In the entries below, find the line with "Where can you find the lower" and print exactly every line from there up to and including the line with "Where can you find the dark brown", with no other lines.

BEGIN Task material

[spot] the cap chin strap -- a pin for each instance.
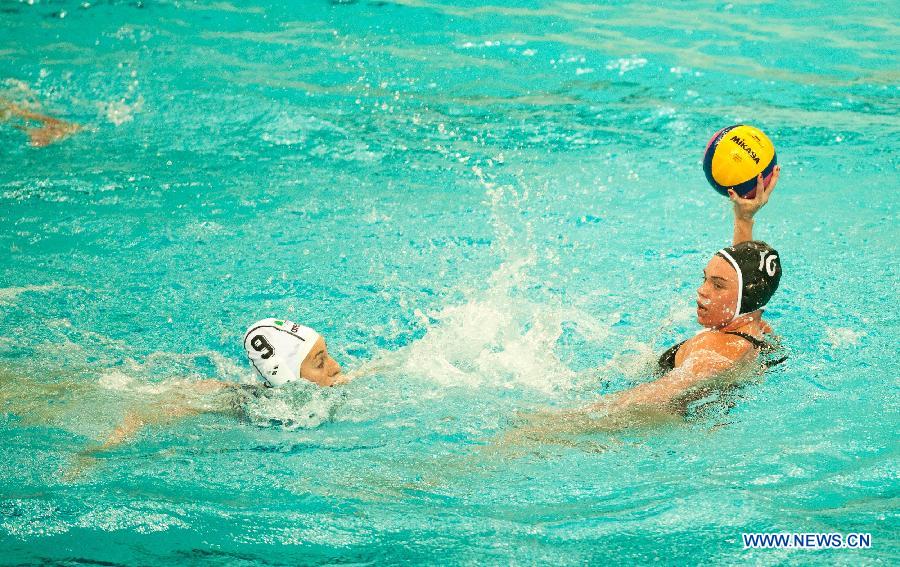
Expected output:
(724, 253)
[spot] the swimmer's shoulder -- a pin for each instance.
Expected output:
(732, 347)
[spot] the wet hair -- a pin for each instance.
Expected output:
(758, 267)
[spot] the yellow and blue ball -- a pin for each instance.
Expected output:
(735, 156)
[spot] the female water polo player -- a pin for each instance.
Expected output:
(279, 350)
(737, 283)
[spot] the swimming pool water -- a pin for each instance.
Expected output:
(502, 208)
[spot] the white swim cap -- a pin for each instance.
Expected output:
(276, 347)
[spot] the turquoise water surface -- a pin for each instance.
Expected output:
(498, 208)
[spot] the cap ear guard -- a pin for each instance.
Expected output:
(758, 268)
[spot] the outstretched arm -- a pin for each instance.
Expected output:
(744, 209)
(165, 410)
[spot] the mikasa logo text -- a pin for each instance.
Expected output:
(737, 140)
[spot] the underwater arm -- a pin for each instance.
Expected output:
(709, 357)
(744, 209)
(50, 130)
(163, 411)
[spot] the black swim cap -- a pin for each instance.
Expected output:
(759, 271)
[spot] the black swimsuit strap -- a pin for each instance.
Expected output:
(753, 340)
(761, 345)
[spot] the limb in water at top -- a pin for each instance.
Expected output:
(48, 129)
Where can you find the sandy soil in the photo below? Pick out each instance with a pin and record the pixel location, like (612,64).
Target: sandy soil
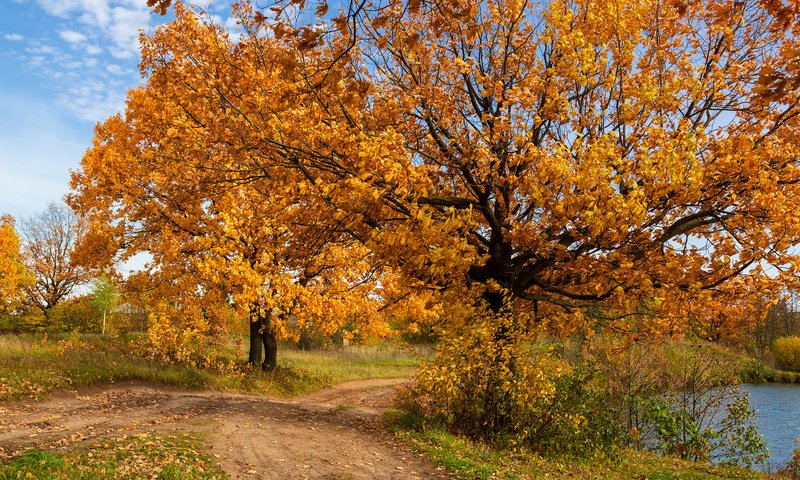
(332,434)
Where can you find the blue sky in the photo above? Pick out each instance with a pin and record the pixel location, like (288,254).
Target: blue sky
(66,64)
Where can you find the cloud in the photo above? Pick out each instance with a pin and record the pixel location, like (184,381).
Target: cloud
(72,36)
(116,22)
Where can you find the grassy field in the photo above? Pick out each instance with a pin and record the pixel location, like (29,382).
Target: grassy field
(31,366)
(471,461)
(163,457)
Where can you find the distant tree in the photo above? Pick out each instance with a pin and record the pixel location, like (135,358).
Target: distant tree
(12,270)
(105,297)
(48,240)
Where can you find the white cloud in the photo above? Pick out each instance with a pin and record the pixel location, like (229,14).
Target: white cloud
(37,147)
(117,22)
(72,36)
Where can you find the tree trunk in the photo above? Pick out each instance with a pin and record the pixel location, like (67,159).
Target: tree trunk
(256,340)
(263,344)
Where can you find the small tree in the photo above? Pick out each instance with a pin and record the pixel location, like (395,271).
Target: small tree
(48,241)
(105,297)
(12,271)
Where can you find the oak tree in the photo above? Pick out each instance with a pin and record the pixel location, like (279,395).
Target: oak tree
(542,166)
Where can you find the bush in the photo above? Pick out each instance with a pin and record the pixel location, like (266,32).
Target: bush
(490,381)
(787,353)
(792,469)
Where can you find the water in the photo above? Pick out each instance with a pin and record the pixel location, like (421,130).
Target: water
(778,414)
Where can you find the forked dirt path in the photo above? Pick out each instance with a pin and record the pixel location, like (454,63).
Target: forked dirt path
(333,434)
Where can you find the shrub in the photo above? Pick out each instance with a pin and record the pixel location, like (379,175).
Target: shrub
(787,353)
(491,381)
(792,469)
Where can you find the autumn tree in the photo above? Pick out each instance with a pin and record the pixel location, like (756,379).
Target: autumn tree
(282,263)
(542,165)
(13,276)
(48,241)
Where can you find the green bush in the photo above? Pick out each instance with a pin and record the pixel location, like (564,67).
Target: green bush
(787,353)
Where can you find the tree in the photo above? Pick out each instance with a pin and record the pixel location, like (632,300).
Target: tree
(13,276)
(563,155)
(546,166)
(212,244)
(48,241)
(104,297)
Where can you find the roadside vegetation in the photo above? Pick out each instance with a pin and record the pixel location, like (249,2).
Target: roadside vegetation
(33,364)
(164,457)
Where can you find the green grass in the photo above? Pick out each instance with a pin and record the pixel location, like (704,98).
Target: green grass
(471,461)
(31,366)
(154,456)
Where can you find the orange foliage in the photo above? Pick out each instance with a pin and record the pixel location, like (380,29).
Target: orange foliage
(12,271)
(580,160)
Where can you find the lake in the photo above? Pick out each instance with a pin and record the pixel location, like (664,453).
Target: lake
(778,407)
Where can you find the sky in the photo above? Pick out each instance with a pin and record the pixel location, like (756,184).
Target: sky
(64,66)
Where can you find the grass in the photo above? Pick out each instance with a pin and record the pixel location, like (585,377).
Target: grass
(31,366)
(163,457)
(472,461)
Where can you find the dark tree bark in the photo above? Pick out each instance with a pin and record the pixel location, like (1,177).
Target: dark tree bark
(263,344)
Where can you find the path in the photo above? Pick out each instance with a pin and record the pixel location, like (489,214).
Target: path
(334,434)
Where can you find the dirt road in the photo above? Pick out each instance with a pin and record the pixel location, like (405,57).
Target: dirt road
(332,434)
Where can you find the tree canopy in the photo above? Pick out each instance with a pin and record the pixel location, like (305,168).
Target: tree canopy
(13,276)
(560,158)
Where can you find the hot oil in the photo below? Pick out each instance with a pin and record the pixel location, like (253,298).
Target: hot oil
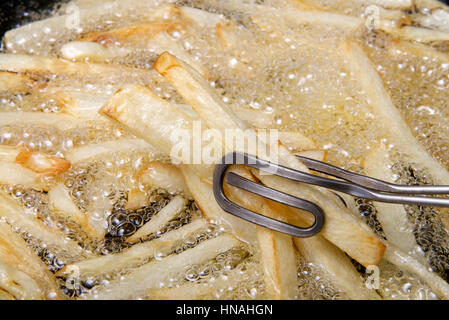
(282,69)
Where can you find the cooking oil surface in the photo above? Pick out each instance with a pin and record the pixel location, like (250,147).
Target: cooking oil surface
(280,68)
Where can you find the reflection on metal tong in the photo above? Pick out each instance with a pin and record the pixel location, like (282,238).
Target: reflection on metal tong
(352,183)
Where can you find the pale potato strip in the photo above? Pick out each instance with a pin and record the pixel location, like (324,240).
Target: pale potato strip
(14,82)
(97,150)
(92,51)
(60,121)
(319,155)
(407,262)
(61,202)
(153,273)
(277,252)
(204,198)
(166,176)
(45,65)
(15,252)
(199,291)
(134,256)
(337,266)
(348,233)
(160,219)
(15,174)
(392,217)
(415,33)
(297,141)
(18,284)
(381,102)
(57,27)
(28,222)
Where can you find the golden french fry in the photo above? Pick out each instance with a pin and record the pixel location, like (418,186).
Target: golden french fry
(134,256)
(95,151)
(28,222)
(15,253)
(341,228)
(166,176)
(160,219)
(60,201)
(150,275)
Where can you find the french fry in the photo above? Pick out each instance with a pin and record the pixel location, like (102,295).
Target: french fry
(169,212)
(277,253)
(15,82)
(415,33)
(392,217)
(60,201)
(136,199)
(166,176)
(198,291)
(134,256)
(409,263)
(57,28)
(150,275)
(15,174)
(94,151)
(381,102)
(18,285)
(358,240)
(319,155)
(60,67)
(297,141)
(204,198)
(40,163)
(15,253)
(60,121)
(27,221)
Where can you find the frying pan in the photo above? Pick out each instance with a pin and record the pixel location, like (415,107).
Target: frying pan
(14,13)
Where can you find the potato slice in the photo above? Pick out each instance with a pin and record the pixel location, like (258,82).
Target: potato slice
(15,253)
(168,213)
(166,176)
(340,227)
(97,150)
(134,256)
(149,276)
(27,221)
(60,201)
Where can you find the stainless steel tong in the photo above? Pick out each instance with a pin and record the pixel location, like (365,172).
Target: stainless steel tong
(351,183)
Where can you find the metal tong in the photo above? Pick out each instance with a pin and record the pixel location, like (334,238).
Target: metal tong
(352,183)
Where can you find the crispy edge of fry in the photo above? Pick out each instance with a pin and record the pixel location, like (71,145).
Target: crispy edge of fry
(133,256)
(415,33)
(60,201)
(60,121)
(277,251)
(197,291)
(152,273)
(165,215)
(52,27)
(392,217)
(336,265)
(15,174)
(340,227)
(204,198)
(94,151)
(297,141)
(15,252)
(404,261)
(384,107)
(166,176)
(27,221)
(18,284)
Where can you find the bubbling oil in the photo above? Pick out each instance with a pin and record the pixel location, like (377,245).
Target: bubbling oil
(279,68)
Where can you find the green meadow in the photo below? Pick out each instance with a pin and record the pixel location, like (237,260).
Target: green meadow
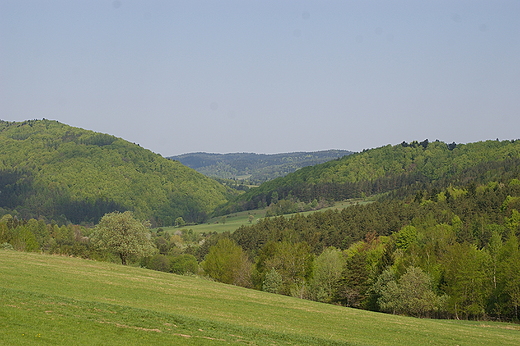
(53,300)
(235,220)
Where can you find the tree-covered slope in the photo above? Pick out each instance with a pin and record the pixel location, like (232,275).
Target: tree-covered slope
(257,167)
(57,171)
(389,168)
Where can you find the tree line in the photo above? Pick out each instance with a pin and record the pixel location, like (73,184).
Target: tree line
(451,253)
(67,174)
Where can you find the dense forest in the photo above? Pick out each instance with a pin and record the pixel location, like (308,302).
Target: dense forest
(401,169)
(255,168)
(67,174)
(438,237)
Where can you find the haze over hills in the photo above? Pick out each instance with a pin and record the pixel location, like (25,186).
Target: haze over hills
(56,171)
(256,168)
(409,166)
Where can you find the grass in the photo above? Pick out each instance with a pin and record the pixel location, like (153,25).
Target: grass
(235,220)
(56,300)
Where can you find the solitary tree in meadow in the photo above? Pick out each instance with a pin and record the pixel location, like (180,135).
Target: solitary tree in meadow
(123,235)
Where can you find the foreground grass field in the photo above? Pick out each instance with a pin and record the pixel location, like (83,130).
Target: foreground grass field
(55,300)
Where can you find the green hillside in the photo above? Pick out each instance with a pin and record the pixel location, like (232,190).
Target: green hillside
(256,168)
(406,167)
(69,174)
(57,300)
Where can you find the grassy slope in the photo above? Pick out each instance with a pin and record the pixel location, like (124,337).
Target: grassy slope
(57,300)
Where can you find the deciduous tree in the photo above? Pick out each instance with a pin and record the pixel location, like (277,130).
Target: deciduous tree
(123,235)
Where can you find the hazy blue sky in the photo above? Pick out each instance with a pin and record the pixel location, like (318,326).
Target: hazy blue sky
(265,76)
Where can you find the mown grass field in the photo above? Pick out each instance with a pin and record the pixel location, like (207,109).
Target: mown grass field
(52,300)
(235,220)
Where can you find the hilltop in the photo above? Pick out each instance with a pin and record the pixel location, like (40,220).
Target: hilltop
(401,169)
(60,300)
(256,168)
(60,172)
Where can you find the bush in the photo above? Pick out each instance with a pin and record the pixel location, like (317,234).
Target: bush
(6,246)
(159,262)
(184,264)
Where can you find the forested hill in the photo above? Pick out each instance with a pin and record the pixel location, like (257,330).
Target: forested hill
(69,174)
(402,168)
(257,168)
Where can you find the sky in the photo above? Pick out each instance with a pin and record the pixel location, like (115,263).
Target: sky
(265,76)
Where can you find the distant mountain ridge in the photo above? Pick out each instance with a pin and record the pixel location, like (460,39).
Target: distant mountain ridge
(60,172)
(402,168)
(256,168)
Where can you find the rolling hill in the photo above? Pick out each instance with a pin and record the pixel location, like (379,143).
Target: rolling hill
(401,169)
(256,168)
(65,173)
(57,300)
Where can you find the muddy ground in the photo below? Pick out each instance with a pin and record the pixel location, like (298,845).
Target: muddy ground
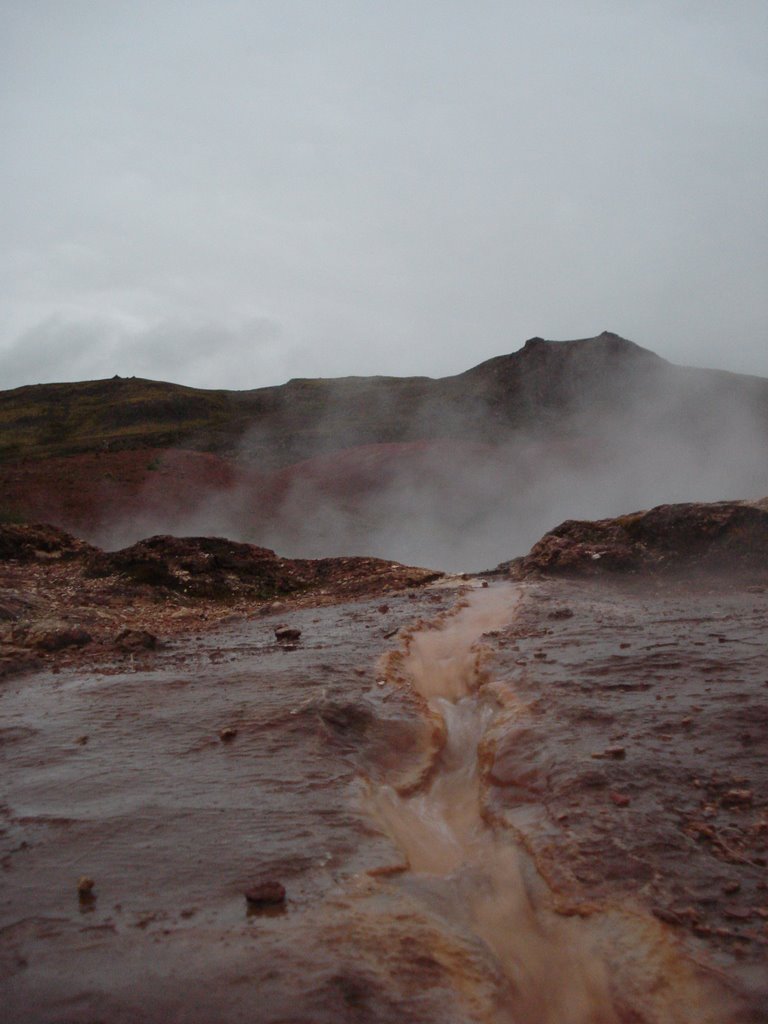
(622,768)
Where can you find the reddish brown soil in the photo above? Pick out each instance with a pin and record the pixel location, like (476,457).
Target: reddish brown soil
(64,602)
(635,763)
(82,493)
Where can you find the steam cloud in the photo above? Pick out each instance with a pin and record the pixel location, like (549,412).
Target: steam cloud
(432,497)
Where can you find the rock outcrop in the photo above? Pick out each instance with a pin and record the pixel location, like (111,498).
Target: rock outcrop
(682,539)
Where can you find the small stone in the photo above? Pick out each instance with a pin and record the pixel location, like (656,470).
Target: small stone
(610,753)
(269,893)
(287,634)
(737,798)
(85,886)
(129,639)
(58,639)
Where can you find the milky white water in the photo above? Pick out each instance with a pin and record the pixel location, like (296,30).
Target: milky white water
(549,969)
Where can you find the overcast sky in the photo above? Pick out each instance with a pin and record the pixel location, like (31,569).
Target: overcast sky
(231,193)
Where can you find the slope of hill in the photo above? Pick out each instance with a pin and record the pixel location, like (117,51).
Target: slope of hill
(449,472)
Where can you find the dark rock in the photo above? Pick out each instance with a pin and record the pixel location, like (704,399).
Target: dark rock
(136,640)
(287,634)
(267,893)
(667,539)
(39,542)
(85,886)
(57,639)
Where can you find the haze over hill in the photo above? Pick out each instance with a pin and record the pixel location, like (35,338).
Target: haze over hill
(459,472)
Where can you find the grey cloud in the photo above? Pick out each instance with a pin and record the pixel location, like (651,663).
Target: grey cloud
(404,188)
(202,354)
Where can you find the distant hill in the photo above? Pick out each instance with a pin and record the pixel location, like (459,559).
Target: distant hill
(387,465)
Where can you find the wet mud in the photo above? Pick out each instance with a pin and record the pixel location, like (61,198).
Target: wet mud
(479,818)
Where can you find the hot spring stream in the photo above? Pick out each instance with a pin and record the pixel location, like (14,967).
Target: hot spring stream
(548,969)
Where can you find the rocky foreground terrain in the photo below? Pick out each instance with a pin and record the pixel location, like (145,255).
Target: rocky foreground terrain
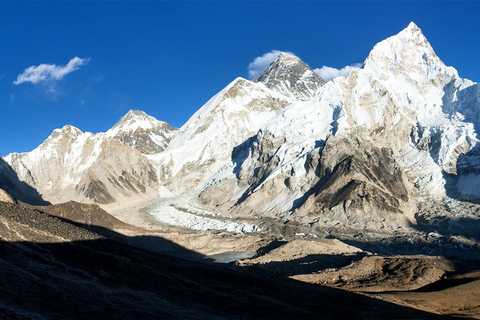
(54,268)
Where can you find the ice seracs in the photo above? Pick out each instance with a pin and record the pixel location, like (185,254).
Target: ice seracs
(287,151)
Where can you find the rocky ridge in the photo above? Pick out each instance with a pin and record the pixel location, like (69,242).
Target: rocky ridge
(287,151)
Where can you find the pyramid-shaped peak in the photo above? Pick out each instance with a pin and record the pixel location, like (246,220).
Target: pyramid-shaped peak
(290,76)
(409,47)
(287,57)
(412,26)
(135,114)
(135,119)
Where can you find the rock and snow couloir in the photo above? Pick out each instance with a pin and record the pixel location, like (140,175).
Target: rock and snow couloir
(355,153)
(93,168)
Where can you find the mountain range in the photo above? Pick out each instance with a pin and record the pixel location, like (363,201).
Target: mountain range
(391,148)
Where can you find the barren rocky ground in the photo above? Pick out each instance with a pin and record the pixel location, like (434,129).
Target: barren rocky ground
(52,268)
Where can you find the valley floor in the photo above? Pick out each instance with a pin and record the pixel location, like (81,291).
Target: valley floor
(56,268)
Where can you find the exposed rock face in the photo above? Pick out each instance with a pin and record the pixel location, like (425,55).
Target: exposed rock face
(203,145)
(366,152)
(291,77)
(54,269)
(361,152)
(5,197)
(71,165)
(14,188)
(142,132)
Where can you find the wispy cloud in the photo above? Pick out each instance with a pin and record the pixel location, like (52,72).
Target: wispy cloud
(49,72)
(259,64)
(329,73)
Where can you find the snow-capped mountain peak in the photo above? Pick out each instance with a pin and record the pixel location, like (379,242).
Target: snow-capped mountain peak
(291,77)
(407,52)
(143,132)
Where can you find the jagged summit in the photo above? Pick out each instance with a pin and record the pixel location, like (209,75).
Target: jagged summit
(291,77)
(143,132)
(409,51)
(134,120)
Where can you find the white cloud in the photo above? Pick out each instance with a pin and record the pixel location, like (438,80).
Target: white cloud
(49,72)
(259,64)
(329,73)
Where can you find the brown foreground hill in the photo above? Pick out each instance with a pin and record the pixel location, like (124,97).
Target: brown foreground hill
(51,268)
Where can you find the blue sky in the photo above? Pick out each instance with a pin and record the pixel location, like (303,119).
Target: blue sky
(101,59)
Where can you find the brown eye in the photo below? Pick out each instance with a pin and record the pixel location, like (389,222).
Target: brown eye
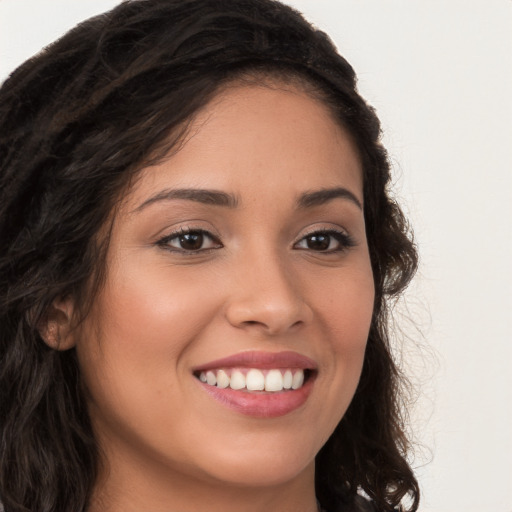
(319,242)
(190,241)
(325,241)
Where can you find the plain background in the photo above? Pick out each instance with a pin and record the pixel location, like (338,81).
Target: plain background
(439,74)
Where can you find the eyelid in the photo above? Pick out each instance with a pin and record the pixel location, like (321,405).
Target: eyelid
(345,240)
(164,241)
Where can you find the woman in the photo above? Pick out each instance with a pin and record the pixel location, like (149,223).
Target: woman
(198,250)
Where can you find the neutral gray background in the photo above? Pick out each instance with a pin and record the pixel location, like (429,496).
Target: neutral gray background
(440,75)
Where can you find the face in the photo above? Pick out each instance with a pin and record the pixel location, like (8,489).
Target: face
(229,337)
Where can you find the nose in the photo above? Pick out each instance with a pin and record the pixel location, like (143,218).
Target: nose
(266,298)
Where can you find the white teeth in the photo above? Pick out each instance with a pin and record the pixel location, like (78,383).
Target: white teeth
(237,380)
(298,379)
(274,381)
(211,379)
(287,379)
(255,380)
(222,379)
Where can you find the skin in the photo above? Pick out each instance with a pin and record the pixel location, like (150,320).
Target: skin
(167,445)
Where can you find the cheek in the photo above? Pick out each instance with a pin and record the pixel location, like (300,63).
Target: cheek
(154,311)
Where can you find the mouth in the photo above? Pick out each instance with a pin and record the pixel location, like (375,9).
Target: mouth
(274,380)
(259,384)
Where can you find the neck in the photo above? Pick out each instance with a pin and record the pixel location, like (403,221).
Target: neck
(132,488)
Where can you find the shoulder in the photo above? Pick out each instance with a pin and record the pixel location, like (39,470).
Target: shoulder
(360,504)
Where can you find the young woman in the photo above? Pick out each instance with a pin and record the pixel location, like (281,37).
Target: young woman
(198,248)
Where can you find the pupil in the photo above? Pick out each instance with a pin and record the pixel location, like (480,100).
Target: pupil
(191,241)
(318,242)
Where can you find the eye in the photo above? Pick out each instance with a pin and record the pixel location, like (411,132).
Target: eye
(190,240)
(325,241)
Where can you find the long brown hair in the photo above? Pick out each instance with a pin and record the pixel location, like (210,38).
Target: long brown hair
(76,124)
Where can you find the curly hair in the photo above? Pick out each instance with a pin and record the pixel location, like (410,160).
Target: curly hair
(77,122)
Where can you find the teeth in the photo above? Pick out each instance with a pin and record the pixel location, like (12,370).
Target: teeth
(274,381)
(298,380)
(287,379)
(254,379)
(222,379)
(237,380)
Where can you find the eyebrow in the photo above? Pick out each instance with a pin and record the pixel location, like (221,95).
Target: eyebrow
(219,198)
(319,197)
(211,197)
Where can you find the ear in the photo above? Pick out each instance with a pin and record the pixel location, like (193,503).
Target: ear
(57,327)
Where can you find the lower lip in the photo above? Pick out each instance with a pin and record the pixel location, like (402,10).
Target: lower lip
(260,404)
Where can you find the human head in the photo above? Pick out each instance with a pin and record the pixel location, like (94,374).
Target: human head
(78,121)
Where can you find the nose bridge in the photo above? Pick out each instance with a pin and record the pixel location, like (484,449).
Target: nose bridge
(265,294)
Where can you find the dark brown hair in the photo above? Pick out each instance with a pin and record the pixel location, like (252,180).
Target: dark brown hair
(76,124)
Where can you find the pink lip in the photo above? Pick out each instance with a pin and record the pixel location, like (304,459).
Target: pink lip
(261,360)
(261,404)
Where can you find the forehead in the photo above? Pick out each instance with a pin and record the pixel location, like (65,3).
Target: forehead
(249,136)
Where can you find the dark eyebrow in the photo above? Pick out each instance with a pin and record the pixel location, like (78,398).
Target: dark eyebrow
(319,197)
(213,197)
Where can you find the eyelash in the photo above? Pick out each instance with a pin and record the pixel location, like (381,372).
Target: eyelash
(344,240)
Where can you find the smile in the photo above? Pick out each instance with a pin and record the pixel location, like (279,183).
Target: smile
(254,379)
(259,384)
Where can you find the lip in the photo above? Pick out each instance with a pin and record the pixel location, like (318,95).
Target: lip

END Task material

— Response to the exercise —
Where can you find the lower lip in the photo above? Pick out each instance with a pin and record the pixel location, like (402,10).
Target: lower lip
(260,404)
Where can you find the human head in the photo above? Pick out each instance with a pin and record the pixel location, like (94,374).
Target: human head
(78,121)
Where can you find the nose bridge in the photo above? Pick out each instance with a pin and record the pixel location, like (484,449).
Target: nose bridge
(265,294)
Where can you find the dark brown hair in the photo above? Pick out each instance with a pin and record the pixel location, like (252,180).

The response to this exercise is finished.